++++ Excerpt to read
ChangeSet 1.2231.1.176, 2005/03/28 20:05:21-08:00, [EMAIL PROTECTED]

        [PATCH] arch hook for notifying changes in PTE protections bits
        
         Recently on IA-64, we have found an issue where old data could be used 
by
         apps.  The sequence of operations includes few mprotects from user 
space
         (glibc) goes like this:
        
         1- The text region of an executable is mmaped using
            PROT_READ|PROT_EXEC.  As a result, a shared page is allocated to 
user.
        
         2- User then requests the text region to be mprotected with
            PROT_READ|PROT_WRITE.  Kernel removes the execute permission and 
leave
            the read permission on the text region.
        
         3- Subsequent write operation by user results in page fault and
            eventually resulting in COW break.  User gets a new private copy of 
the
            page.  At this point kernel marks the new page for defered flush.
        
         4- User then request the text region to be mprotected back with
            PROT_READ|PROT_EXEC.  mprotect suppport code in kernel, flushes the
            caches, updates the PTEs and then flushes the TLBs.  Though after
            updating the PTEs with new permissions, we don't let the arch 
specific
            code know about the new mappings (through update_mmu_cache like
            routine).  IA-64 typically uses update_mmu_cache to check for the
            defered flush flag (that got set in step 3) to maintain cache 
coherency
            lazily (The local I and D caches on IA-64 are incoherent).
        
        DavidM suggeested that we would need to add a hook in the function
        change_pte_range in mm/mprotect.c This would let the architecture 
specific
        code to look at the new ptes to decide if it needs to update any other
        architectual/kernel state based on the updated (new permissions) PTE
        values.
        
        We have added a new hook lazy_mmu_prot_update(pte_t) that gets called
        protection bits in PTEs change.  This hook provides an opportunity to 
arch
        specific code to do needful.  On IA-64 this will be used for lazily 
making
        the I and D caches coherent.
++++++++
++++ Dataset
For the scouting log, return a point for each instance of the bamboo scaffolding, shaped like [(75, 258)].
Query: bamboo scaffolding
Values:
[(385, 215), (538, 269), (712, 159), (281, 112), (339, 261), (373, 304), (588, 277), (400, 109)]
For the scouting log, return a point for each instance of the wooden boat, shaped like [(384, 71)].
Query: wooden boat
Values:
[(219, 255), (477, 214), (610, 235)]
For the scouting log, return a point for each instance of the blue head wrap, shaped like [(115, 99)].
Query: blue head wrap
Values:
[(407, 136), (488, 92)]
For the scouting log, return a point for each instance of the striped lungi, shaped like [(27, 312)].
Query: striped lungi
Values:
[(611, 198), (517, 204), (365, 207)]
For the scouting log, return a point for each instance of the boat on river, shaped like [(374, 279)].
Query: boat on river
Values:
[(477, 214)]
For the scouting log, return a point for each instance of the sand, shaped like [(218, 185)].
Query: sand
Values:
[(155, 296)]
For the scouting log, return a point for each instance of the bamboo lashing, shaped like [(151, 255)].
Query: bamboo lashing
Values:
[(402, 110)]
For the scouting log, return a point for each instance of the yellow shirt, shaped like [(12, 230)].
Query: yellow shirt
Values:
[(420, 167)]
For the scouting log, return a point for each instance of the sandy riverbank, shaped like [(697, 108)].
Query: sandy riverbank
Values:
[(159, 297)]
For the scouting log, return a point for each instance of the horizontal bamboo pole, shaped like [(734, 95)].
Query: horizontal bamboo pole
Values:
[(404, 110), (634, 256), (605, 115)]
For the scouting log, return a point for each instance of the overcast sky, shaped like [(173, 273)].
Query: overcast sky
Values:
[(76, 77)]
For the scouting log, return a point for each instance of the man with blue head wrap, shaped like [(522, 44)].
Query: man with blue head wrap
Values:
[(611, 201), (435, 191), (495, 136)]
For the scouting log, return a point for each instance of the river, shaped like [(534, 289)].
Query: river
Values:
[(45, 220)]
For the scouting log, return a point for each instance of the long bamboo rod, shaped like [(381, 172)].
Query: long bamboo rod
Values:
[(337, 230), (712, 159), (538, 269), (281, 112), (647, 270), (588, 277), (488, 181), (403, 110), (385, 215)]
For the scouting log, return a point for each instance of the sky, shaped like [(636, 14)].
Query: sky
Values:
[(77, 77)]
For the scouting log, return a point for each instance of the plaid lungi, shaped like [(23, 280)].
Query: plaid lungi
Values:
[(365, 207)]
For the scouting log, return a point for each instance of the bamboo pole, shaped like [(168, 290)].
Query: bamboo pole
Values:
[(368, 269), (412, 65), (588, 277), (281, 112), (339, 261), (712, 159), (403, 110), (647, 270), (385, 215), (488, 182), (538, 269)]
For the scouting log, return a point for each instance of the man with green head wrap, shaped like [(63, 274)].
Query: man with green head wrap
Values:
++++++++
In the kernel patch note, which function in mm/mprotect.c did DavidM suggest adding a hook to?

change_pte_range